> _課題_
A - 対象本文にある「この中の「天下無敵」はとても面白い発想です。」という一文を英語に訳してください。
B - 対象本文のうち、「そのブッツァーティの短篇集「」から「んか起こりようもありません。」までの箇所を一字一句違えずに書き写してください。
[対象本文]
童話の「シチリアを征服したクマ王国の物語」もとても面白かったですが、これは先日映画にもなりました。見ていませんが。
そのブッツァーティの短篇集「魔法にかかった男」「現代の地獄への旅」に次ぐ第三作「怪物」を図書館がようやく扱ってくれて借りました。う~ん参りました。
この中の「天下無敵」はとても面白い発想です。田舎の発明家が作った武器は遠く離れた爆弾を爆破させる高周波の武器。数キロ離れたところの兵士の持つ火薬、戦車、戦艦まで自爆させるというもの。結局敵国が武器を作ってもすぐに破壊されるので、損害は自国の兵士、軍隊、自国がやられるだけなので、結局「天下無敵」の武器になり、世界は平和になるというもの。
ガザでは悲惨な戦いや破壊がありますが、この「天下無敵」の武器があれば、誰がやろうとしても、その前に破壊されますから、病院の破壊なんか起こりようもありません。
[/対象本文]
[確認用データ]
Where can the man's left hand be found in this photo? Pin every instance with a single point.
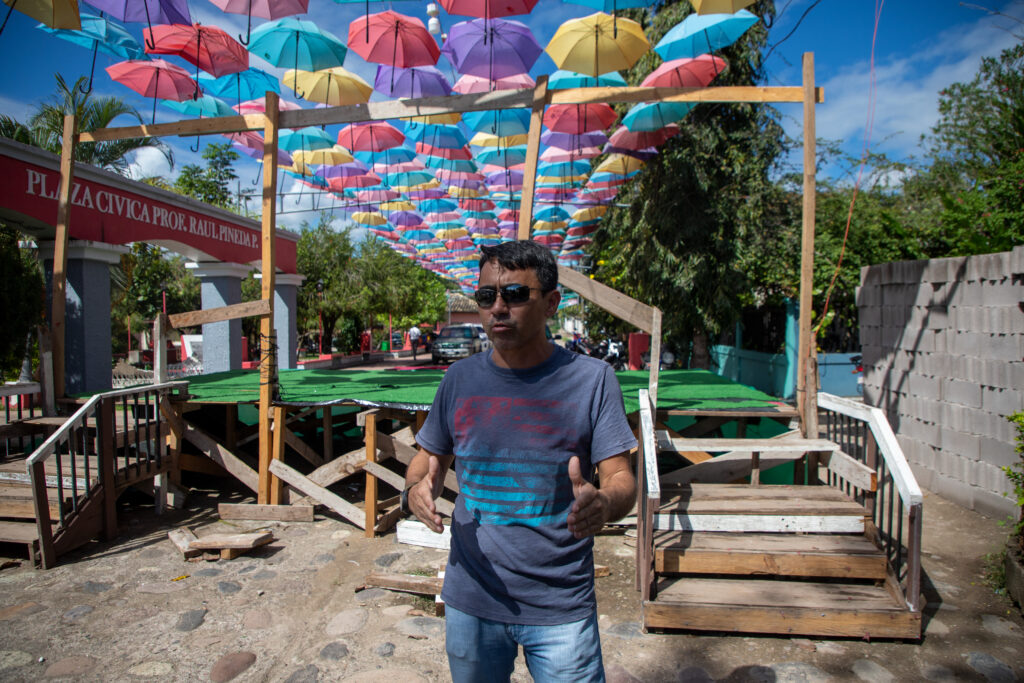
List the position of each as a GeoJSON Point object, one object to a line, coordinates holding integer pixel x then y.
{"type": "Point", "coordinates": [587, 516]}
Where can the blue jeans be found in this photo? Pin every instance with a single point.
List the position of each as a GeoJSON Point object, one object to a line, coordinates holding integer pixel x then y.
{"type": "Point", "coordinates": [479, 649]}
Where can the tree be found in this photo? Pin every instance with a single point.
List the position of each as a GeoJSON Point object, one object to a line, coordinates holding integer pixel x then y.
{"type": "Point", "coordinates": [700, 206]}
{"type": "Point", "coordinates": [212, 183]}
{"type": "Point", "coordinates": [45, 127]}
{"type": "Point", "coordinates": [20, 300]}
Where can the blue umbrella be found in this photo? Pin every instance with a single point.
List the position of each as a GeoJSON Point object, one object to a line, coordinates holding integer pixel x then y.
{"type": "Point", "coordinates": [498, 122]}
{"type": "Point", "coordinates": [100, 35]}
{"type": "Point", "coordinates": [563, 80]}
{"type": "Point", "coordinates": [503, 156]}
{"type": "Point", "coordinates": [704, 33]}
{"type": "Point", "coordinates": [652, 116]}
{"type": "Point", "coordinates": [289, 42]}
{"type": "Point", "coordinates": [244, 86]}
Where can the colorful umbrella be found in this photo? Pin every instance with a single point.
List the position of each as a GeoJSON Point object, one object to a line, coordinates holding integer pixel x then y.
{"type": "Point", "coordinates": [289, 42]}
{"type": "Point", "coordinates": [578, 119]}
{"type": "Point", "coordinates": [697, 34]}
{"type": "Point", "coordinates": [54, 13]}
{"type": "Point", "coordinates": [594, 45]}
{"type": "Point", "coordinates": [151, 11]}
{"type": "Point", "coordinates": [468, 83]}
{"type": "Point", "coordinates": [206, 46]}
{"type": "Point", "coordinates": [335, 86]}
{"type": "Point", "coordinates": [411, 82]}
{"type": "Point", "coordinates": [492, 48]}
{"type": "Point", "coordinates": [267, 9]}
{"type": "Point", "coordinates": [155, 78]}
{"type": "Point", "coordinates": [685, 73]}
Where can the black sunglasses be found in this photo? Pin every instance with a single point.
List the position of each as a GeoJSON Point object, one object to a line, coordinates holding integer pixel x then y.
{"type": "Point", "coordinates": [511, 294]}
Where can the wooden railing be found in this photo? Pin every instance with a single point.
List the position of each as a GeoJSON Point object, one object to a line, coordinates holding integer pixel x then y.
{"type": "Point", "coordinates": [864, 433]}
{"type": "Point", "coordinates": [113, 439]}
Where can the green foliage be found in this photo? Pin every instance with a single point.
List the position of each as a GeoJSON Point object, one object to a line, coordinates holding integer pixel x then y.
{"type": "Point", "coordinates": [1015, 473]}
{"type": "Point", "coordinates": [45, 127]}
{"type": "Point", "coordinates": [20, 300]}
{"type": "Point", "coordinates": [210, 184]}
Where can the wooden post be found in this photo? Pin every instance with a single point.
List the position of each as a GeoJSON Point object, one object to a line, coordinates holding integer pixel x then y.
{"type": "Point", "coordinates": [371, 497]}
{"type": "Point", "coordinates": [59, 286]}
{"type": "Point", "coordinates": [532, 150]}
{"type": "Point", "coordinates": [268, 356]}
{"type": "Point", "coordinates": [806, 396]}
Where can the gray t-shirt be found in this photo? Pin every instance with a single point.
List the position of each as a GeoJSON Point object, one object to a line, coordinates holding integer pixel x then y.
{"type": "Point", "coordinates": [513, 431]}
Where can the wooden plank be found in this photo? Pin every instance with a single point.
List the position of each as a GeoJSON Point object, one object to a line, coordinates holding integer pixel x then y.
{"type": "Point", "coordinates": [285, 513]}
{"type": "Point", "coordinates": [406, 583]}
{"type": "Point", "coordinates": [58, 284]}
{"type": "Point", "coordinates": [182, 538]}
{"type": "Point", "coordinates": [855, 472]}
{"type": "Point", "coordinates": [193, 318]}
{"type": "Point", "coordinates": [186, 128]}
{"type": "Point", "coordinates": [318, 494]}
{"type": "Point", "coordinates": [616, 303]}
{"type": "Point", "coordinates": [221, 456]}
{"type": "Point", "coordinates": [532, 151]}
{"type": "Point", "coordinates": [236, 541]}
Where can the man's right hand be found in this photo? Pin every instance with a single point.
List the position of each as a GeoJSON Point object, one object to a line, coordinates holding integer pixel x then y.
{"type": "Point", "coordinates": [423, 494]}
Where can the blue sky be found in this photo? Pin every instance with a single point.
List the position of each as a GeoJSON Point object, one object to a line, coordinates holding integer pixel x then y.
{"type": "Point", "coordinates": [922, 47]}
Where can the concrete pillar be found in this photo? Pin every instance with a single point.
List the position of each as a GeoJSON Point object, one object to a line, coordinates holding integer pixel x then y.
{"type": "Point", "coordinates": [87, 325]}
{"type": "Point", "coordinates": [221, 286]}
{"type": "Point", "coordinates": [286, 289]}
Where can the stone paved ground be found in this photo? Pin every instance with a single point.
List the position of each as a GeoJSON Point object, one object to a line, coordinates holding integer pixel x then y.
{"type": "Point", "coordinates": [134, 610]}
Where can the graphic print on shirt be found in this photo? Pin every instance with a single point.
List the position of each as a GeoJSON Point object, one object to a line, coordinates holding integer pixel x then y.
{"type": "Point", "coordinates": [526, 481]}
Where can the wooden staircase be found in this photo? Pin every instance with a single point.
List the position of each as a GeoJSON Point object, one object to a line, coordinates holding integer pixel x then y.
{"type": "Point", "coordinates": [772, 559]}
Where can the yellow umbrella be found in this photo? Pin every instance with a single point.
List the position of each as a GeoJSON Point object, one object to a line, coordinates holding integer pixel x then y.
{"type": "Point", "coordinates": [488, 140]}
{"type": "Point", "coordinates": [435, 118]}
{"type": "Point", "coordinates": [398, 205]}
{"type": "Point", "coordinates": [54, 13]}
{"type": "Point", "coordinates": [590, 213]}
{"type": "Point", "coordinates": [719, 6]}
{"type": "Point", "coordinates": [334, 86]}
{"type": "Point", "coordinates": [328, 157]}
{"type": "Point", "coordinates": [369, 218]}
{"type": "Point", "coordinates": [620, 165]}
{"type": "Point", "coordinates": [597, 44]}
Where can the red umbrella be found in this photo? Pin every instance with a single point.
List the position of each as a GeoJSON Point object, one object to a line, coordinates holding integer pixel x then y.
{"type": "Point", "coordinates": [628, 139]}
{"type": "Point", "coordinates": [393, 39]}
{"type": "Point", "coordinates": [488, 8]}
{"type": "Point", "coordinates": [370, 136]}
{"type": "Point", "coordinates": [155, 78]}
{"type": "Point", "coordinates": [685, 73]}
{"type": "Point", "coordinates": [579, 119]}
{"type": "Point", "coordinates": [206, 46]}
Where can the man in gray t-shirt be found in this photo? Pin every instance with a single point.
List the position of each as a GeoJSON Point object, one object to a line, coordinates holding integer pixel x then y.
{"type": "Point", "coordinates": [525, 425]}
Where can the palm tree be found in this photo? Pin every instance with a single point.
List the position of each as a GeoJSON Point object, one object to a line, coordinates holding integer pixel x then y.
{"type": "Point", "coordinates": [45, 127]}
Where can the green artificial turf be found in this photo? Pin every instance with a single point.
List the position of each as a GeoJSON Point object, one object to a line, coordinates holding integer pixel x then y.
{"type": "Point", "coordinates": [683, 389]}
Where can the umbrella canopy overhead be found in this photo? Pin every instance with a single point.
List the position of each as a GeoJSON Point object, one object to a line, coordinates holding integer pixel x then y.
{"type": "Point", "coordinates": [292, 43]}
{"type": "Point", "coordinates": [597, 44]}
{"type": "Point", "coordinates": [208, 47]}
{"type": "Point", "coordinates": [492, 48]}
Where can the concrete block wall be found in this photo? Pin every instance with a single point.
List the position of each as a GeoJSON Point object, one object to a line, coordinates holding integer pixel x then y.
{"type": "Point", "coordinates": [943, 352]}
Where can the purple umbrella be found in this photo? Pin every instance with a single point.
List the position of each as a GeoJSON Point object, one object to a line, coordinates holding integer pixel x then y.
{"type": "Point", "coordinates": [492, 48]}
{"type": "Point", "coordinates": [151, 11]}
{"type": "Point", "coordinates": [411, 82]}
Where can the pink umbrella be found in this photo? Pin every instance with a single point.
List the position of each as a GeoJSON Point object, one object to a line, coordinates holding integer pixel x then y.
{"type": "Point", "coordinates": [155, 78]}
{"type": "Point", "coordinates": [206, 46]}
{"type": "Point", "coordinates": [468, 83]}
{"type": "Point", "coordinates": [685, 73]}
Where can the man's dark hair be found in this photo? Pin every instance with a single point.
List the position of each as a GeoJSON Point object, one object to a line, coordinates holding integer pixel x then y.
{"type": "Point", "coordinates": [522, 255]}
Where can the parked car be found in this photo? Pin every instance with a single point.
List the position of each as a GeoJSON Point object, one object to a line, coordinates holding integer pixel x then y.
{"type": "Point", "coordinates": [456, 341]}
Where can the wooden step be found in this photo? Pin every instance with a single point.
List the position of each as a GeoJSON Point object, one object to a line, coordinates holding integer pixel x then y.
{"type": "Point", "coordinates": [773, 509]}
{"type": "Point", "coordinates": [834, 555]}
{"type": "Point", "coordinates": [786, 607]}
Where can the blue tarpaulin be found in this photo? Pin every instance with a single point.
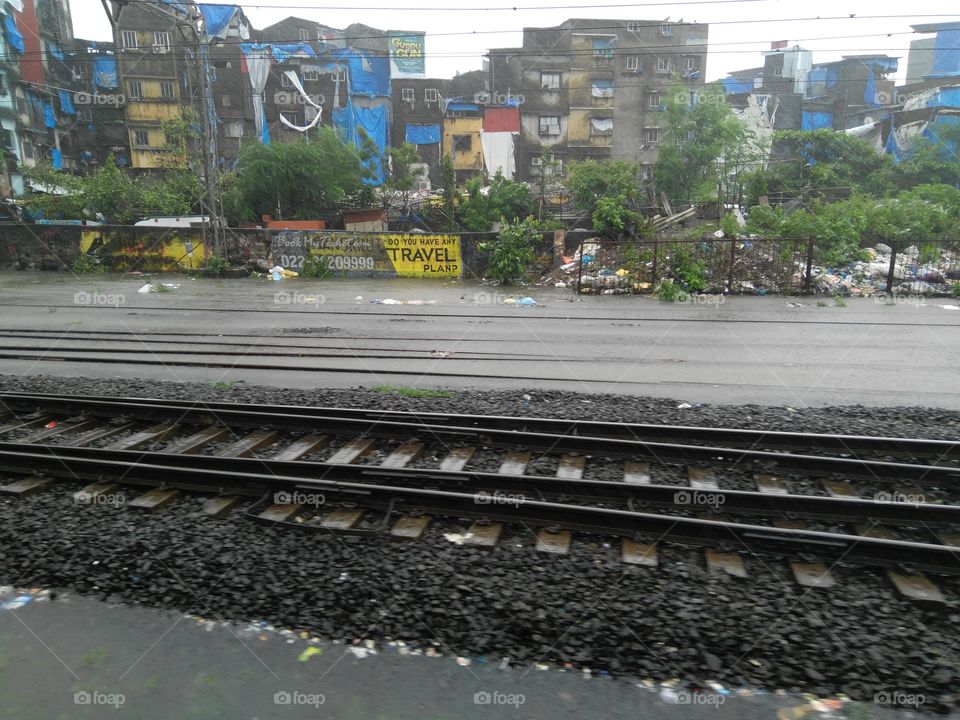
[/確認用データ]
> _解答_
A - In this book, "Tenka Muteki" is a very interesting concept.

B -
そのブッツァーティの短篇集「魔法にかかった男」「現代の地獄への旅」に次ぐ第三作「怪物」を図書館がようやく扱ってくれて借りました。う~ん参りました。
この中の「天下無敵」はとても面白い発想です。田舎の発明家が作った武器は遠く離れた爆弾を爆破させる高周波の武器。数キロ離れたところの兵士の持つ火薬、戦車、戦艦まで自爆させるというもの。結局敵国が武器を作ってもすぐに破壊されるので、損害は自国の兵士、軍隊、自国がやられるだけなので、結局「天下無敵」の武器になり、世界は平和になるというもの。
ガザでは悲惨な戦いや破壊がありますが、この「天下無敵」の武器があれば、誰がやろうとしても、その前に破壊されますから、病院の破壊なんか起こりようもありません。